Action item: Filter the records down to the lines that hold the word "pillow", and copy each of those lines.

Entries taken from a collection
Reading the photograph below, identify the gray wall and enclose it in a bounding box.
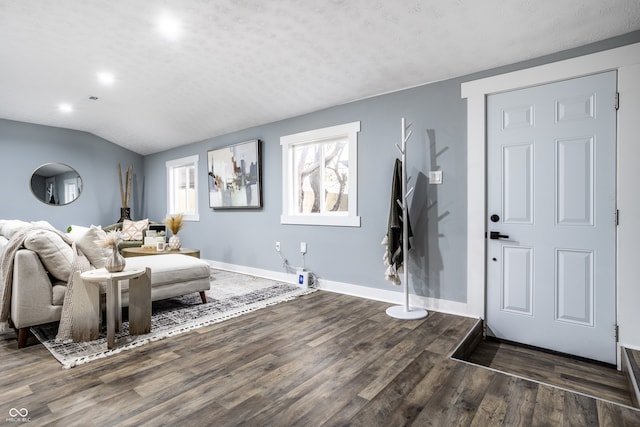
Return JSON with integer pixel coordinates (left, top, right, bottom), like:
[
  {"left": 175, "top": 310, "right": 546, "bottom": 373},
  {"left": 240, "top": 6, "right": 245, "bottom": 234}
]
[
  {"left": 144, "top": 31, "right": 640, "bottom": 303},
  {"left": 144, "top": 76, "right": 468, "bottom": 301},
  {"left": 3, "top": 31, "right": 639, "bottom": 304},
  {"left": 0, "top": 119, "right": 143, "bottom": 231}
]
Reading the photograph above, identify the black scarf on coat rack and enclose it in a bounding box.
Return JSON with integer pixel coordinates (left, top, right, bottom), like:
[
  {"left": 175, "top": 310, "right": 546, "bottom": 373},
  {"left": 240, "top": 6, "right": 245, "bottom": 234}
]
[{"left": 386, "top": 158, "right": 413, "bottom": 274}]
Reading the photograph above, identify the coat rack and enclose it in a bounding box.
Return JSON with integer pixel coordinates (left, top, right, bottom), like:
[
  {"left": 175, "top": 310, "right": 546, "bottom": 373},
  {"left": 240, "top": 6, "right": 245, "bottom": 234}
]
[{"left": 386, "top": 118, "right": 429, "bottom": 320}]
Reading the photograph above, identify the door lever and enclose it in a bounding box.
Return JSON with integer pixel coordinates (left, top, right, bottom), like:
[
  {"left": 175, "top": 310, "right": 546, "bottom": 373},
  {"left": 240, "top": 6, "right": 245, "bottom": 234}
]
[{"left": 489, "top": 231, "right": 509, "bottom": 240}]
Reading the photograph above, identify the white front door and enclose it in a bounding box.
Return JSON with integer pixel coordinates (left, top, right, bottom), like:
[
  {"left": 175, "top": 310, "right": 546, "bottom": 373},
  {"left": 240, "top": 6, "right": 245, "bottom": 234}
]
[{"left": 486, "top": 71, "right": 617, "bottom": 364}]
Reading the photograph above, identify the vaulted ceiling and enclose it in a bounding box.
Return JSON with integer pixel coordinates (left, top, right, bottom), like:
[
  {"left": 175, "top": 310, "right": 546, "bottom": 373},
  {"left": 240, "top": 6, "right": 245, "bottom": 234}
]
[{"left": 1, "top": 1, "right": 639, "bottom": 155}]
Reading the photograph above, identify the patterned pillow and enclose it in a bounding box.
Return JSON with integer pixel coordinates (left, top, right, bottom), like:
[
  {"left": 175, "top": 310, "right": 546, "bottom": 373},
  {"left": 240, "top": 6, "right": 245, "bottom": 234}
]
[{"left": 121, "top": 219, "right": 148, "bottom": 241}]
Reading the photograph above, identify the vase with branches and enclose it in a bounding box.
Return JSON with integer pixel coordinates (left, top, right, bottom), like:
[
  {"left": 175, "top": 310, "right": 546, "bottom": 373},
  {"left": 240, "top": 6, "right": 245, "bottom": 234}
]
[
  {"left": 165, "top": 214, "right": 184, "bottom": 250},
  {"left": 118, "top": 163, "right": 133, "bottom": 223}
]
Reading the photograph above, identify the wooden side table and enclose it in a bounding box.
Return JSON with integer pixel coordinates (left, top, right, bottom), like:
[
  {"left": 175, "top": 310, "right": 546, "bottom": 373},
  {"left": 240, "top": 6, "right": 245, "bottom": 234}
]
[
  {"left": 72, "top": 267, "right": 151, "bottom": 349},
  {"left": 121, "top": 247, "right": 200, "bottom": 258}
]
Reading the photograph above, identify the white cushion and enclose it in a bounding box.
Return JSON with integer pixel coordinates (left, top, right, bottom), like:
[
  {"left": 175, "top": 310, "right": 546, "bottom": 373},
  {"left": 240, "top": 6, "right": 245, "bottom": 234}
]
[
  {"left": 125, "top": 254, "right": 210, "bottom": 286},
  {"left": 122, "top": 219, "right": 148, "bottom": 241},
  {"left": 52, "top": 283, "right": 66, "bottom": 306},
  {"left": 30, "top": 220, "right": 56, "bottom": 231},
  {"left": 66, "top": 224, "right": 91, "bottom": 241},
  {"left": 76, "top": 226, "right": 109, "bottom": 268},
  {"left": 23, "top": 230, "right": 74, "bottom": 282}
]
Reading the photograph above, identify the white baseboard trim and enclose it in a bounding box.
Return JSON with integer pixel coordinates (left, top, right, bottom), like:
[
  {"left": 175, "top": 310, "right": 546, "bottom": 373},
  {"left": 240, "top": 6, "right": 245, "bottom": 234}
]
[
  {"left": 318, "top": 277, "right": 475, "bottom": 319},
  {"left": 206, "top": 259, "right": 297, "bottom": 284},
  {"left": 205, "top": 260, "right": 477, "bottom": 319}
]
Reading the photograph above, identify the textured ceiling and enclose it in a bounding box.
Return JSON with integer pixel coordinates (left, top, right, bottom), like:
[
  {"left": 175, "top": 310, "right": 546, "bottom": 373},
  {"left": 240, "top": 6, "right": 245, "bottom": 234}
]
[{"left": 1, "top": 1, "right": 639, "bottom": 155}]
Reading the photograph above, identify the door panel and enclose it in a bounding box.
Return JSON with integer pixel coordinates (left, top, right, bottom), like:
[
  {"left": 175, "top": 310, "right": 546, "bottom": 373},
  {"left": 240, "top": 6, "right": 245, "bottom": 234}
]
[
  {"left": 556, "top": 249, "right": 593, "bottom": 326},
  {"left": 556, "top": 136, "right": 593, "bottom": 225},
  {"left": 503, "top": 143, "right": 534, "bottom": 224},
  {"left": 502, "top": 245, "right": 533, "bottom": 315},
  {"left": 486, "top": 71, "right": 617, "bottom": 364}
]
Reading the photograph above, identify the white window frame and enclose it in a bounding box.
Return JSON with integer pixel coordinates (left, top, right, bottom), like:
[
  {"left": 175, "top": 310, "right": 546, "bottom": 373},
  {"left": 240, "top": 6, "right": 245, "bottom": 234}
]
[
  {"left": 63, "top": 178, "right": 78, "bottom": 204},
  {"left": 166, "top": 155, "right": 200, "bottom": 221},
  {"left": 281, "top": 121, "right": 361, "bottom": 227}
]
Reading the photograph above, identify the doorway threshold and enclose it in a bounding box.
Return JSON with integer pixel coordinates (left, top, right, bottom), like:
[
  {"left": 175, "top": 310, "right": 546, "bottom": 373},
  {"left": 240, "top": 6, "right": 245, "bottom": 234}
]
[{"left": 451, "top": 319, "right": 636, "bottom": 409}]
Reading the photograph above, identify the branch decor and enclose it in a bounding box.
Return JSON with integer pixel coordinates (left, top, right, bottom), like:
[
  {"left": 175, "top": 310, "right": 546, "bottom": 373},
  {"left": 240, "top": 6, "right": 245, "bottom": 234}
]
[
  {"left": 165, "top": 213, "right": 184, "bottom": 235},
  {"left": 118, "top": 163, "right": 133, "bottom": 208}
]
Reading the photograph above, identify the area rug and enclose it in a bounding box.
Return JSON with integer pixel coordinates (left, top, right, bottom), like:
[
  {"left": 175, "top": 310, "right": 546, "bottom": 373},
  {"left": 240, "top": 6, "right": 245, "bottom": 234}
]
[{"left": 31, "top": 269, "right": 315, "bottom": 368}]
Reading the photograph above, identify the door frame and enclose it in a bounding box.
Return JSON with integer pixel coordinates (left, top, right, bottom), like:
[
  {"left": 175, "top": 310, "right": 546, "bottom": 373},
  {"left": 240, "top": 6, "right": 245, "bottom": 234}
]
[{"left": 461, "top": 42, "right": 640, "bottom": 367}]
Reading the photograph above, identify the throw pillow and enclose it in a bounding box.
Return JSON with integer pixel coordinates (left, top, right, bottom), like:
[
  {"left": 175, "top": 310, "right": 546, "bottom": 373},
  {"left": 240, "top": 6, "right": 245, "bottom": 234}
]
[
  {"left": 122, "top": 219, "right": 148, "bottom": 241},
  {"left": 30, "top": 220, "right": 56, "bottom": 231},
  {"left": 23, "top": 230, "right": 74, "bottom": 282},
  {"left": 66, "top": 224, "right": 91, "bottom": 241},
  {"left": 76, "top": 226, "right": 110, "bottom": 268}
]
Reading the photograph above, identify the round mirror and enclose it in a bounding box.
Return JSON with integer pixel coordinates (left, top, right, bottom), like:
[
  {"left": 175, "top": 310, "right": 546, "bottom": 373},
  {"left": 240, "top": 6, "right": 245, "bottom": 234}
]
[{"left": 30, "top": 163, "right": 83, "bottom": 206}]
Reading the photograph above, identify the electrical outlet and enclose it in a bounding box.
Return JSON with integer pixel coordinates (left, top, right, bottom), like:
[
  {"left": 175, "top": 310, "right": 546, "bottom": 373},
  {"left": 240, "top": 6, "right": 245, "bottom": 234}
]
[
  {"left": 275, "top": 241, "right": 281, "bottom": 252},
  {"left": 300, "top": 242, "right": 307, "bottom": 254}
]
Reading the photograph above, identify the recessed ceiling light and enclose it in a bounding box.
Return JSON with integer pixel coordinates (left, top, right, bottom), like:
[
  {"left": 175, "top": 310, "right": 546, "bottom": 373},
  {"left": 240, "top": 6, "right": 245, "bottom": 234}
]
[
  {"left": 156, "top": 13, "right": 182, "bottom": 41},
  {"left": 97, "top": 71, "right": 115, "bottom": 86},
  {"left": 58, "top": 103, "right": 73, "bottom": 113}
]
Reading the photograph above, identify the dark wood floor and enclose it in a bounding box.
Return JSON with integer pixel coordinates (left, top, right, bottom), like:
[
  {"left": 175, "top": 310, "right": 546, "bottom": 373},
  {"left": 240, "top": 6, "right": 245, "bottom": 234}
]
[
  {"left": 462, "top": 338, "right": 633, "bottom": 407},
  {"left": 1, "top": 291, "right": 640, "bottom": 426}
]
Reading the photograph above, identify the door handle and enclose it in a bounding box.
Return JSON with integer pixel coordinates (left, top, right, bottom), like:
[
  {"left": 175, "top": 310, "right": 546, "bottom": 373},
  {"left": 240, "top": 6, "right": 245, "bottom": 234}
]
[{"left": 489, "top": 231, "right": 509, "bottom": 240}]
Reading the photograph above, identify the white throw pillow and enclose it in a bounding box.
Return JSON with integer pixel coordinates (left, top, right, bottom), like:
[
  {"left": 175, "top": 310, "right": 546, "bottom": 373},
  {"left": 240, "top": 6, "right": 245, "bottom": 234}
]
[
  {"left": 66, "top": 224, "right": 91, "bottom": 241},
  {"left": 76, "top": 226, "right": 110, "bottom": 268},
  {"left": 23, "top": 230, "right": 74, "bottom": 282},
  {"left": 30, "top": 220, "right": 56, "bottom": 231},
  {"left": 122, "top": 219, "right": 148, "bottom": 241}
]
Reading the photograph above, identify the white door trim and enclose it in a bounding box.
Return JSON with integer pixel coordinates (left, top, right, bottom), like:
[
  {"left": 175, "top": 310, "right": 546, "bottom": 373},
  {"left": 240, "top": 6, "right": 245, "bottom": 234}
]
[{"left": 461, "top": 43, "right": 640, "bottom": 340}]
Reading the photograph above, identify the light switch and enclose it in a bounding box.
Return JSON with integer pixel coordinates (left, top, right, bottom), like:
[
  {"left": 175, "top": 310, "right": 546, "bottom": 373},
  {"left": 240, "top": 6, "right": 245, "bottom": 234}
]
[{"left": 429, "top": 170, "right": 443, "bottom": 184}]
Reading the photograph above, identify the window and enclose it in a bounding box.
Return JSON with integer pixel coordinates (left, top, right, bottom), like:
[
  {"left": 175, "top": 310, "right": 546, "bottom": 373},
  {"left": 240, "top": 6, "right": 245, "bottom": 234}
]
--
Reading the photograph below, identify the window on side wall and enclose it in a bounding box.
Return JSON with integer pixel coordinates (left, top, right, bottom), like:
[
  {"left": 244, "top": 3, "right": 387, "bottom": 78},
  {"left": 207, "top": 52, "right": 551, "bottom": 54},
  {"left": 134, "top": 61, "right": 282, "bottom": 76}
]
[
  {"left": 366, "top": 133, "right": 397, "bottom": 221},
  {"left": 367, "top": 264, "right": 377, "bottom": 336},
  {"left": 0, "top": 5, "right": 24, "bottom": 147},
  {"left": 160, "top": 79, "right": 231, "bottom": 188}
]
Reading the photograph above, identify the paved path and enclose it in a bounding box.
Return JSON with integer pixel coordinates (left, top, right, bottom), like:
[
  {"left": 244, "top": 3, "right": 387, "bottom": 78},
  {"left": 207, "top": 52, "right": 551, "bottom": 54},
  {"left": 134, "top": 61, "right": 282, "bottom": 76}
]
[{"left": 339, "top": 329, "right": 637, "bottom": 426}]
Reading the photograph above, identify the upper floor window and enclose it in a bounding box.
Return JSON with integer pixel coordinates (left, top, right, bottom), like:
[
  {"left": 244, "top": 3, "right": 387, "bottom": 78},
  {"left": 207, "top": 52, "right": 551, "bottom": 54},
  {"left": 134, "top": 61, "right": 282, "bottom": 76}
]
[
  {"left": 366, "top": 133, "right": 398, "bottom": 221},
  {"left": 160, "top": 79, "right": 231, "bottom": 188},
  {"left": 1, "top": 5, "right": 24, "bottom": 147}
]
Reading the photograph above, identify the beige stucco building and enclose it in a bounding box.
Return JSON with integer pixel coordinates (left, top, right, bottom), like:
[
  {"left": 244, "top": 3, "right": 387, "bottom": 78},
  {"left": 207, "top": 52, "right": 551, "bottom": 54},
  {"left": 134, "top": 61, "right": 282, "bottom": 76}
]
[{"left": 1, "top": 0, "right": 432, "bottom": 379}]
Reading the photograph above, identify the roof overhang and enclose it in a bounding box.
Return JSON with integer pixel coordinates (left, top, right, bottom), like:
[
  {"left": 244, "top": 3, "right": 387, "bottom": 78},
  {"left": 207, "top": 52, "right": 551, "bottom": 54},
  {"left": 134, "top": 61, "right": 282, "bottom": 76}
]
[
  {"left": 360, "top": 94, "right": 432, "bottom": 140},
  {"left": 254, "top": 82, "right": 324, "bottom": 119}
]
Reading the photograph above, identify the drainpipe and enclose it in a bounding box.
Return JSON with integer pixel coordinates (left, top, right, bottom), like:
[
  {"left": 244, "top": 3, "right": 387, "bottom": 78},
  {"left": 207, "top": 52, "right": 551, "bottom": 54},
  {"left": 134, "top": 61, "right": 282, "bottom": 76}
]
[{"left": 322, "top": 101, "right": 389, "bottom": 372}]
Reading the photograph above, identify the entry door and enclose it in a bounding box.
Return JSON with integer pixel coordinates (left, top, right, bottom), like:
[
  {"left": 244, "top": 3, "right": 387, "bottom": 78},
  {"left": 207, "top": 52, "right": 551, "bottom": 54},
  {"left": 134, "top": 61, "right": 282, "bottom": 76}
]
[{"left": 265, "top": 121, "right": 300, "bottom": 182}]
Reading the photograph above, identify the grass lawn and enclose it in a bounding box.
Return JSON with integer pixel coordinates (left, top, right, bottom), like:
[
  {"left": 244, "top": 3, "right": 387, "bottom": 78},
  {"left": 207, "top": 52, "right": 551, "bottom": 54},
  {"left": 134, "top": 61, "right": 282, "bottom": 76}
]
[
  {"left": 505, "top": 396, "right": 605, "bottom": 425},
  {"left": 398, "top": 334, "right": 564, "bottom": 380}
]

Solved exercise:
Reading the photograph above, identify the patterned pillow and enclose it in a bounding box.
Reading the photograph above, identify the throw pillow and enclose it in a bounding box.
Reading the photograph above, identify the white throw pillow and enclose it in a bounding box.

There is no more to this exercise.